• TASK DESCRIPTION: Reproduce the full Docker entrypoint text below, character for character, including every code line.

• DOCUMENT EXTRACT:
-------

For example, assume that your Dockerfile contains the following instructions:

ENTRYPOINT [ "npm" ]
CMD [ "start" ]

Here's a few examples of the behavior of ENTRYPOINT and CMD with various docker run options:

  • docker run my-image - The command run will be npm start.
  • docker run my-image test - The command run will be npm test.
  • docker run --entrypoint foo my-image - The command run will be foo (note that the default CMD is not used when you override the entrypoint).
  • docker run --entrypoint foo my-image bar - The command run will be foo bar

In our case, we use a new entrypoint.sh shell script as the entrypoint, because we want to perform some work before running the actual application (read on to find out why):

COPY entrypoint.sh /usr/local/bin/entrypoint.sh
ENTRYPOINT [ "/usr/local/bin/entrypoint.sh" ]
CMD [ "npm", "start" ]

The full command executed by our container will therefore be /usr/local/bin/entrypoint.sh npm start.

Back to top


Waiting for other containers

The purpose of our entrypoint script is to wait for other containers before actually starting the application, in this case the database (assumed to be available at the host db and port 27017).

When starting, our Node.js application will exit with an error if the database is not reachable. This script checks whether a TCP connection can be established at the database's presumed address every second during 60 seconds. It stops successfully as soon as it can establish a connection, or fails if it can't (after 60 seconds):

#!/usr/bin/env sh
command -v nc &>/dev/null || { >&2 echo "This script requires the 'nc' command (from netcat-openbsd)"; exit 2; }
command -v seq &>/dev/null || { >&2 echo "This script requires the 'seq' command (from coreutils)"; exit 2; }

attempts=${ATTEMPTS:-60}
host=${DATABASE_HOST:-"db"}
port=${DATABASE_PORT:-"27017"}

for n in `seq 1 $attempts`; do
  if nc -z -w 1 $host $port; then
    break
  elif test $n -eq $attempts; then
    exit 1
  fi

  echo "Attempting to connect to database on ${host}:${port} ($n)..."
  sleep 1
done

exec "$@"

-------

• DATASET SECTION:
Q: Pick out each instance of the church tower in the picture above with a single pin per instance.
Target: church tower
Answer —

-------

• EXPECTED ANSWER:
For example, assume that your Dockerfile contains the following instructions:

ENTRYPOINT [ "npm" ]
CMD [ "start" ]

Here's a few examples of the behavior of ENTRYPOINT and CMD with various docker run options:

  • docker run my-image - The command run will be npm start.
  • docker run my-image test - The command run will be npm test.
  • docker run --entrypoint foo my-image - The command run will be foo (note that the default CMD is not used when you override the entrypoint).
  • docker run --entrypoint foo my-image bar - The command run will be foo bar

In our case, we use a new entrypoint.sh shell script as the entrypoint, because we want to perform some work before running the actual application (read on to find out why):

COPY entrypoint.sh /usr/local/bin/entrypoint.sh
ENTRYPOINT [ "/usr/local/bin/entrypoint.sh" ]
CMD [ "npm", "start" ]

The full command executed by our container will therefore be /usr/local/bin/entrypoint.sh npm start.

Back to top


Waiting for other containers

The purpose of our entrypoint script is to wait for other containers before actually starting the application, in this case the database (assumed to be available at the host db and port 27017).

When starting, our Node.js application will exit with an error if the database is not reachable. This script checks whether a TCP connection can be established at the database's presumed address every second during 60 seconds. It stops successfully as soon as it can establish a connection, or fails if it can't (after 60 seconds):

#!/usr/bin/env sh
command -v nc &>/dev/null || { >&2 echo "This script requires the 'nc' command (from netcat-openbsd)"; exit 2; }
command -v seq &>/dev/null || { >&2 echo "This script requires the 'seq' command (from coreutils)"; exit 2; }

attempts=${ATTEMPTS:-60}
host=${DATABASE_HOST:-"db"}
port=${DATABASE_PORT:-"27017"}

for n in `seq 1 $attempts`; do
  if nc -z -w 1 $host $port; then
    break
  elif test $n -eq $attempts; then
    exit 1
  fi

  echo "Attempting to connect to database on ${host}:${port} ($n)..."
  sleep 1
done

exec "$@"